[Exercise]: Which lines in the data below contain the word "target"? Copy each of them.

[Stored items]

----

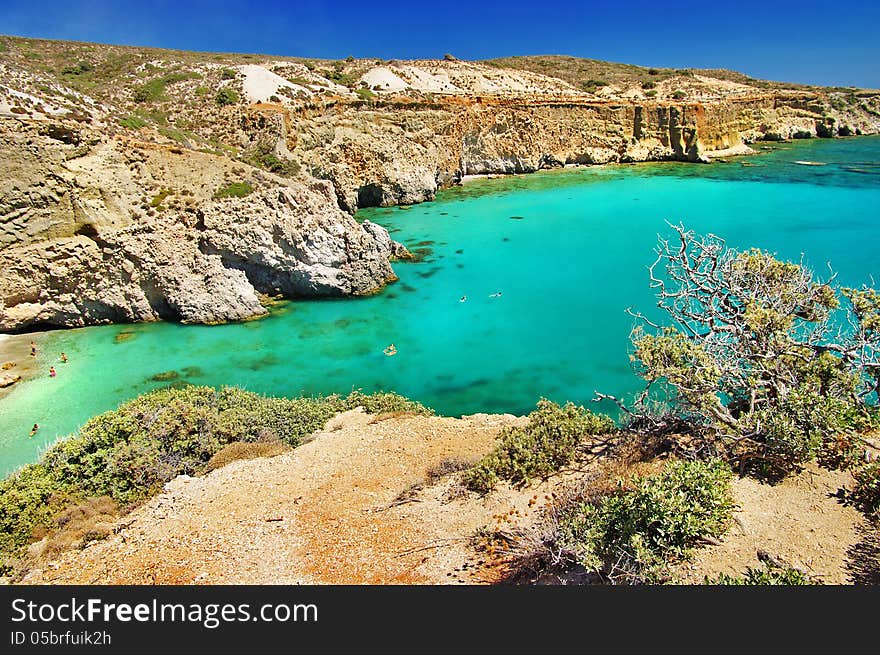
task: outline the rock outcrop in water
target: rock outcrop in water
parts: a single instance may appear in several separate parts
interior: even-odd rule
[[[331,69],[0,41],[0,330],[211,323],[264,313],[260,294],[370,293],[407,253],[351,214],[464,175],[880,131],[880,92],[729,71],[603,64],[599,83],[568,58]]]

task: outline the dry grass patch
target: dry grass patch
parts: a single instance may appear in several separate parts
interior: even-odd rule
[[[235,441],[218,450],[208,460],[208,463],[205,464],[205,473],[210,473],[239,460],[275,457],[288,450],[291,450],[290,446],[283,441]]]
[[[425,471],[425,480],[429,485],[433,485],[441,478],[459,471],[466,471],[474,464],[475,462],[462,457],[446,457],[439,464],[428,467],[428,470]]]
[[[120,514],[119,505],[109,496],[87,498],[66,508],[54,517],[51,525],[34,529],[35,543],[14,562],[13,578],[66,550],[85,548],[93,541],[105,539],[113,533]]]

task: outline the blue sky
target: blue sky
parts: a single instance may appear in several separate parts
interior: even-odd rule
[[[0,0],[0,33],[323,58],[568,54],[880,87],[878,0]]]

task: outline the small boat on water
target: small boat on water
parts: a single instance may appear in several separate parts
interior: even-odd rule
[[[795,162],[795,164],[800,164],[801,166],[824,166],[824,165],[825,165],[825,162],[821,162],[821,161],[805,161],[805,160],[799,159],[799,160],[797,160],[797,161]]]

----

[Solution for this task]:
target: rock outcrop in water
target: dry grass patch
target: blue sky
target: small boat on water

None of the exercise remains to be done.